* begin SUPPLIED ENTRIES *

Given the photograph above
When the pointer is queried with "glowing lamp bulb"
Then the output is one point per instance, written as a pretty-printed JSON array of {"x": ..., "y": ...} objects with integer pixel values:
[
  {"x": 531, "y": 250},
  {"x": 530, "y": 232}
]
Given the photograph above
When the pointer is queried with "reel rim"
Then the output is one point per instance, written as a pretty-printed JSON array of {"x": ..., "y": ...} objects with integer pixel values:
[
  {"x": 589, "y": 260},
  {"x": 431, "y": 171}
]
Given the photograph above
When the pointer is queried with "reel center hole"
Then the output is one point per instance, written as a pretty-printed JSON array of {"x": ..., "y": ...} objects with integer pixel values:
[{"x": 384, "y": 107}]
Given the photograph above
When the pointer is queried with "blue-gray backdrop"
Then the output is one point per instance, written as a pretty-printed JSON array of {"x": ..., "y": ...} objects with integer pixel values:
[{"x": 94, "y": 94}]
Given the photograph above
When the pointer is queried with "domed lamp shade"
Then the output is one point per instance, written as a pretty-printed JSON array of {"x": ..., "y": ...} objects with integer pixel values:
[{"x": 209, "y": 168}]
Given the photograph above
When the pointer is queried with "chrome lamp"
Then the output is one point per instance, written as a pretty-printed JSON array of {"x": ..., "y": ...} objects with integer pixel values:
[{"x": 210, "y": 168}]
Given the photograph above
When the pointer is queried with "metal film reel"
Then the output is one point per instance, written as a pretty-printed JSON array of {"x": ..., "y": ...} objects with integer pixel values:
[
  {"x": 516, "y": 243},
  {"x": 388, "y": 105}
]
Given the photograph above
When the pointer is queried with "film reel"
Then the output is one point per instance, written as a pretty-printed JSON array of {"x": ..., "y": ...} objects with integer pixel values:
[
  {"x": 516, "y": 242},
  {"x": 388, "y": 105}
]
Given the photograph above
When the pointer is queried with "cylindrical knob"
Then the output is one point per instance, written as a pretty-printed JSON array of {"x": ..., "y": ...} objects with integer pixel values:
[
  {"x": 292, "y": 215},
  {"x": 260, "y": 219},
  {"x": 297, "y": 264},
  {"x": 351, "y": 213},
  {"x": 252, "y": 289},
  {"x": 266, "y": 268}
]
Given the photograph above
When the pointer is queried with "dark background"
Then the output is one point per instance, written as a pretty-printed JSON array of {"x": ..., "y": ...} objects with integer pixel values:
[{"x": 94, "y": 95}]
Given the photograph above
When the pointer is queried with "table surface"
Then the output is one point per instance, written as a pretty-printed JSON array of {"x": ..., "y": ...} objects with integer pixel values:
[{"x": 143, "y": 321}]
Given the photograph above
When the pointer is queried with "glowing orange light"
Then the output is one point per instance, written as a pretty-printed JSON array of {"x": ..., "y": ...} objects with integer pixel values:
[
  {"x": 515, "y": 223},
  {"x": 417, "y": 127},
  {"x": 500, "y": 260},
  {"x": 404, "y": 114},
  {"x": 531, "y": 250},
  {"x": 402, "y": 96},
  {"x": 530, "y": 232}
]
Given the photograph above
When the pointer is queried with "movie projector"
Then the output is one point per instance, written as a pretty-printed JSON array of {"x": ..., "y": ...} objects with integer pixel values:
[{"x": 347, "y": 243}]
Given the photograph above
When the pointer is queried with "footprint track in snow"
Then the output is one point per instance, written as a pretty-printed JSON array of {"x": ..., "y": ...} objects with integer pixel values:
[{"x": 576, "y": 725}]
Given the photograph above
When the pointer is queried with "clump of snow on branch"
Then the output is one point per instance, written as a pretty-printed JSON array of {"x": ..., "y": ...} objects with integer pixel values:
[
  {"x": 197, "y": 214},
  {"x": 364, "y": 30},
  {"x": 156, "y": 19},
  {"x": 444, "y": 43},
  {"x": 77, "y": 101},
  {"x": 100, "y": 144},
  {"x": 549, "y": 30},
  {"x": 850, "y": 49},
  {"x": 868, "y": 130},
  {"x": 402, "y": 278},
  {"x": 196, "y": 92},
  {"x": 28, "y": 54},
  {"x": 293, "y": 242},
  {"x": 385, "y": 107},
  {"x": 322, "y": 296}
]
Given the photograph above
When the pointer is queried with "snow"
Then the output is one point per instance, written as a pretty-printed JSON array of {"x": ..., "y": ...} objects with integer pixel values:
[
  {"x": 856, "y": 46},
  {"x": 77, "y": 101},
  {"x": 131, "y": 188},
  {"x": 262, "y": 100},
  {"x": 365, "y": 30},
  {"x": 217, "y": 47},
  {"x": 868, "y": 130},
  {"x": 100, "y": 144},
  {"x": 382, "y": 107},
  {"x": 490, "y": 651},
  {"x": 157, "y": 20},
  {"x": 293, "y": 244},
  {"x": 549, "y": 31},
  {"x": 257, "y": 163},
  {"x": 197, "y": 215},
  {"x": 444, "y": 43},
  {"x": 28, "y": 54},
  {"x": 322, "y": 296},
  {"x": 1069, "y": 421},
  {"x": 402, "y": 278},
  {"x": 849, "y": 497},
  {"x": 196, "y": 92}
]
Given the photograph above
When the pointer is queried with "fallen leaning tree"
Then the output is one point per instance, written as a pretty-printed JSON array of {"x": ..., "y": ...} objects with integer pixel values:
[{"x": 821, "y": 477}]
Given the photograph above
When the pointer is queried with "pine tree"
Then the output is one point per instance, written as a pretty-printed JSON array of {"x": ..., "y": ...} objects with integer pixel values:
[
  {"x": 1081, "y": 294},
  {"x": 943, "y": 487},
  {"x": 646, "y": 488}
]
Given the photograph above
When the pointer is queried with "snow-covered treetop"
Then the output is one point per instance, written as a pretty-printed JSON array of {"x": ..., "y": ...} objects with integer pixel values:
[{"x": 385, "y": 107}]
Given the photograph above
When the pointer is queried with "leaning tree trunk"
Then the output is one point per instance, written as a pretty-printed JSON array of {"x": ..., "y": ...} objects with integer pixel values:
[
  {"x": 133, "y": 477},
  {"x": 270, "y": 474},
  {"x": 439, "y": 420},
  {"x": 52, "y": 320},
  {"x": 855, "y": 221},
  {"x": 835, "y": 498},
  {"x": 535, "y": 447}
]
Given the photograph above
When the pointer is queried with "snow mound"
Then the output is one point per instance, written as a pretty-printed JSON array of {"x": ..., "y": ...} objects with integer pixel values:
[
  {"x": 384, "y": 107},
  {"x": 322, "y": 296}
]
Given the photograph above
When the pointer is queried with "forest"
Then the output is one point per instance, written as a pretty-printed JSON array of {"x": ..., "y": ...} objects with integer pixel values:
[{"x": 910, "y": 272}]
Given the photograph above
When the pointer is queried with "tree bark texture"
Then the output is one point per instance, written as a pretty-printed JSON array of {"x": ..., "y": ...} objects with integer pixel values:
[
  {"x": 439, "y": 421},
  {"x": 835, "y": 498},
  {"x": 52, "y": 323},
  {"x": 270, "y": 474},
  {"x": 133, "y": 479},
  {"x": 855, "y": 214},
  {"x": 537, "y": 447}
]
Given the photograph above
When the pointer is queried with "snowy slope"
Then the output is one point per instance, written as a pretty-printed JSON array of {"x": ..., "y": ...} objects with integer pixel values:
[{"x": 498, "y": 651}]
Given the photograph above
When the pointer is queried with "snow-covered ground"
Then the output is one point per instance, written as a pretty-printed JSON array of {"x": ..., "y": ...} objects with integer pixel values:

* end SUPPLIED ENTRIES *

- [EXERCISE DESCRIPTION]
Transcribe all entries exactly as they are given.

- [WRITTEN SOLUTION]
Given the photograph above
When the pointer is queried with "glowing lamp bulb"
Then the output is one point per instance, written as a pretty-printed JSON array of {"x": ..., "y": ...} objects with integer pixel values:
[
  {"x": 531, "y": 250},
  {"x": 530, "y": 232}
]
Given the photograph above
When the pointer is queried with "reel rim"
Then the output is one point per instance, written as a pretty-printed JSON array of {"x": ..., "y": ...} objects with integer pixel values:
[
  {"x": 589, "y": 260},
  {"x": 431, "y": 171}
]
Given the photograph above
When the pointer is queried with "reel center hole"
Then the output is one point per instance, written as a pretty-printed JSON array of {"x": ..., "y": ...} objects with integer pixel values:
[{"x": 384, "y": 107}]
Given the photograph above
When the pointer is queried with "blue-gray backdrop"
Then the output is one point per instance, written as a pretty-printed JSON array of {"x": ..., "y": ...} objects with integer pixel values:
[{"x": 94, "y": 94}]
Given the photograph above
When the pointer is queried with "domed lamp shade"
Then the output is one point per instance, written as a pretty-printed JSON array of {"x": ..., "y": ...} objects with integer pixel values:
[{"x": 209, "y": 168}]
Given the photograph above
When the pointer is queried with "chrome lamp"
Then the output is one point per instance, written as a pretty-printed JSON array of {"x": ..., "y": ...} objects with integer pixel values:
[{"x": 210, "y": 168}]
Given the photograph above
When the pointer is queried with "metal film reel"
Then the output is one point per instance, written as a pretty-printed JSON array of {"x": ..., "y": ...} objects with integer pixel values:
[
  {"x": 516, "y": 243},
  {"x": 388, "y": 105}
]
Given the photograph above
When the pointer is queried with "film reel"
Then the output is one point per instance, written as a pretty-printed JSON array of {"x": ..., "y": ...} objects with integer pixel values:
[
  {"x": 516, "y": 242},
  {"x": 388, "y": 105}
]
Given the photograph above
When the pointer is queried with "cylindrical knob"
Then the output is one point per instance, written as a pretty-printed JSON array of {"x": ..., "y": ...} objects with integer pixel values:
[
  {"x": 292, "y": 215},
  {"x": 260, "y": 219},
  {"x": 297, "y": 264},
  {"x": 351, "y": 213},
  {"x": 252, "y": 289},
  {"x": 266, "y": 268}
]
Given the photograph above
When the pointer is queried with "dark background"
Then the output is one point per instance, written as a pretty-printed JSON array of {"x": ..., "y": ...} objects with integer pixel values:
[{"x": 94, "y": 95}]
Given the photograph above
When the pointer is queried with "table surface"
Then the output is one point per instance, written as a pretty-printed JSON array of {"x": ..., "y": ...} objects with integer pixel values:
[{"x": 143, "y": 321}]
Given the photograph above
When the pointer is queried with "glowing orange light"
Then the output is one point per instance, written as a pretty-printed JSON array of {"x": ..., "y": ...} objects with integer pixel values:
[
  {"x": 515, "y": 223},
  {"x": 417, "y": 127},
  {"x": 500, "y": 260},
  {"x": 404, "y": 114},
  {"x": 531, "y": 250},
  {"x": 402, "y": 96},
  {"x": 530, "y": 232}
]
Given the photograph above
When the pointer is queried with "movie projector"
Then the output is one point per instance, written as a pretty-printed JSON array of {"x": ..., "y": ...} objects with integer pixel values:
[{"x": 347, "y": 243}]
Given the photograph above
When the pointer is queried with "footprint track in snow"
Then the output is one point per instance, written as a pretty-printed JSON array of {"x": ..., "y": ...} objects with integer pixel values:
[{"x": 576, "y": 725}]
Given the photograph above
When the pointer is queried with "clump of snow on branch"
Then the output is one point per instance, written as a pretty-printed JSON array of {"x": ..., "y": ...} objects with integer pixel values:
[
  {"x": 197, "y": 214},
  {"x": 364, "y": 30},
  {"x": 156, "y": 19},
  {"x": 444, "y": 43},
  {"x": 77, "y": 101},
  {"x": 100, "y": 144},
  {"x": 549, "y": 30},
  {"x": 850, "y": 49},
  {"x": 868, "y": 130},
  {"x": 402, "y": 278},
  {"x": 196, "y": 92},
  {"x": 28, "y": 54},
  {"x": 293, "y": 242},
  {"x": 385, "y": 107},
  {"x": 322, "y": 296}
]
Given the photograph above
When the pointer is queried with "snow"
Then the output is one point per instance, written as a pretty-printed JSON array of {"x": ..., "y": ...} objects with integer pixel values:
[
  {"x": 856, "y": 46},
  {"x": 77, "y": 101},
  {"x": 131, "y": 188},
  {"x": 262, "y": 100},
  {"x": 365, "y": 30},
  {"x": 217, "y": 47},
  {"x": 868, "y": 130},
  {"x": 100, "y": 144},
  {"x": 382, "y": 107},
  {"x": 490, "y": 651},
  {"x": 157, "y": 20},
  {"x": 293, "y": 244},
  {"x": 549, "y": 31},
  {"x": 257, "y": 163},
  {"x": 197, "y": 215},
  {"x": 444, "y": 43},
  {"x": 28, "y": 54},
  {"x": 322, "y": 296},
  {"x": 1069, "y": 421},
  {"x": 402, "y": 278},
  {"x": 849, "y": 497},
  {"x": 196, "y": 92}
]
Given the photograph above
When the pointer is queried with "fallen leaning tree"
Then the output is one point per instance, written as a pretty-printed JSON array of {"x": ..., "y": ...} objects with integer pixel values:
[{"x": 821, "y": 477}]
Given the photograph above
When the pointer is queried with "pine tree"
Then the output is one point per instance, written as a pretty-printed JSON array of {"x": ..., "y": ...} objects with integer pixel values:
[
  {"x": 1081, "y": 294},
  {"x": 943, "y": 487},
  {"x": 646, "y": 488}
]
Given the photograph above
When the pointer is queried with "snow-covered treetop"
Then the output is one point per instance, written as a pretty-printed JSON array of {"x": ..., "y": ...} objects with integer pixel values:
[{"x": 385, "y": 107}]
Given the photograph above
When the pointer is queried with "leaning tree trunk"
Then the output is one point per instance, written as a pretty-printed JSON array of {"x": ..., "y": ...} objects with integer pixel values:
[
  {"x": 133, "y": 477},
  {"x": 270, "y": 474},
  {"x": 439, "y": 420},
  {"x": 52, "y": 320},
  {"x": 855, "y": 221},
  {"x": 835, "y": 498},
  {"x": 535, "y": 447}
]
Given the photograph above
When the pointer is queried with "snow mound"
Then the output is one point per instance, written as a pretty-printed JSON array of {"x": ..., "y": ...} objects with integer pixel values:
[
  {"x": 384, "y": 107},
  {"x": 322, "y": 296}
]
Given the photograph above
When the pointer is queried with "forest"
Then the output is one point per instance, written as a pretty-printed JSON array of {"x": ..., "y": ...} objects with integer pixel values:
[{"x": 910, "y": 272}]
Given the photograph above
When the pointer is queried with "tree bark texture"
Then the output is one point per instance, written as a pretty-printed JSON array of {"x": ..., "y": ...} objects with integer pixel values:
[
  {"x": 439, "y": 421},
  {"x": 835, "y": 498},
  {"x": 52, "y": 323},
  {"x": 270, "y": 474},
  {"x": 133, "y": 479},
  {"x": 855, "y": 214},
  {"x": 537, "y": 447}
]
Given the photograph above
When the pointer is queried with "snowy slope"
Then the output is one point per instance, written as a pretty-printed JSON array of {"x": ..., "y": ...} objects with integer pixel values:
[{"x": 498, "y": 651}]
Given the photograph above
When the pointer is queried with "snow-covered ground"
Then the output is one point per instance, written as a pretty-printed JSON array of {"x": ..., "y": ...} objects with integer pixel values:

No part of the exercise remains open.